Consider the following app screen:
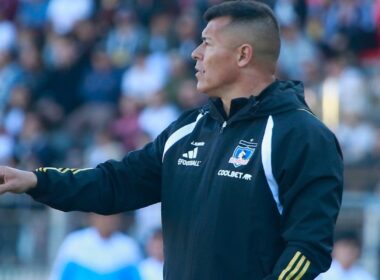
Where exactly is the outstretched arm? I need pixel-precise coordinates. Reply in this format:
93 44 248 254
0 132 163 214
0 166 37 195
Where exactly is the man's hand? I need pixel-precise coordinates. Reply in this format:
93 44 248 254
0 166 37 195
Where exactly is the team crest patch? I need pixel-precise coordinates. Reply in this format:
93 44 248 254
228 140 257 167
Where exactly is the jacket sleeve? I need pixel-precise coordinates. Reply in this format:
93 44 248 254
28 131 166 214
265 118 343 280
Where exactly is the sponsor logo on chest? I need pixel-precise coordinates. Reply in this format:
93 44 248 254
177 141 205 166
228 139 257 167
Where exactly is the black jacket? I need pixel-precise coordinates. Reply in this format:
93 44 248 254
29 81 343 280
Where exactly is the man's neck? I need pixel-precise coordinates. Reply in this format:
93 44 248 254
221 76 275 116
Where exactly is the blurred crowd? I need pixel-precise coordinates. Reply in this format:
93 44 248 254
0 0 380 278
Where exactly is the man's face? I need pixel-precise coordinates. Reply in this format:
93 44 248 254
---
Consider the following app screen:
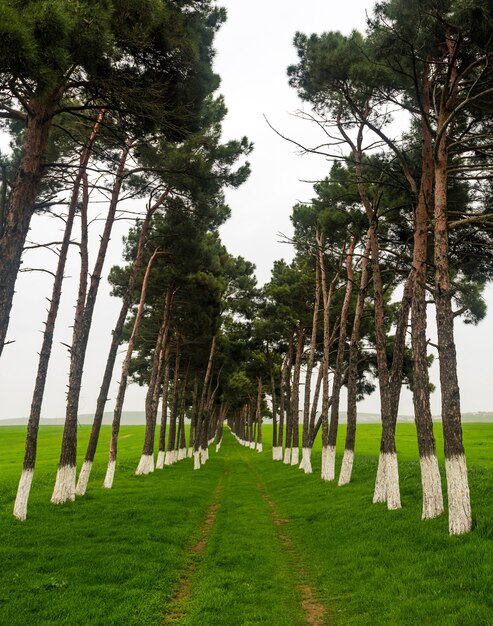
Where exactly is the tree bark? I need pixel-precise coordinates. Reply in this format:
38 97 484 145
--
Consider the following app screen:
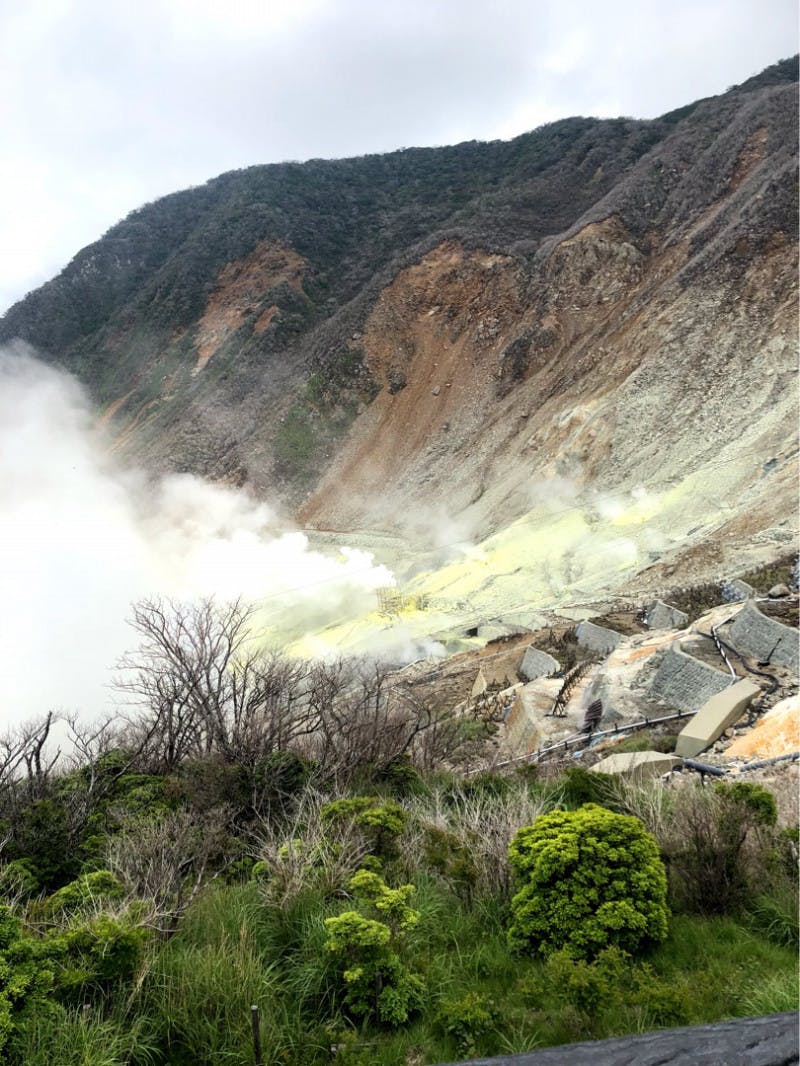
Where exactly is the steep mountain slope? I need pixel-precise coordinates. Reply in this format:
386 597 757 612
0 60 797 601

OBJECTIVE —
Convert the material between the line containing "Where exactly is the jacket" and the line containing "228 139 257 167", inclusive, into a JSON list of strings with one string per line, skipping any blank lines.

RESPONSE TO THE EXERCISE —
[
  "Where exactly is the jacket sleeve? I need pixel-precise coordinates. Reply in this format:",
  "93 44 248 254",
  "28 131 166 214",
  "265 118 343 280",
  "Where exactly is the sponsor logo on chest? I need pixel-precise coordinates. Reply in this format:",
  "93 44 248 254",
  "177 141 205 166",
  "228 139 257 167"
]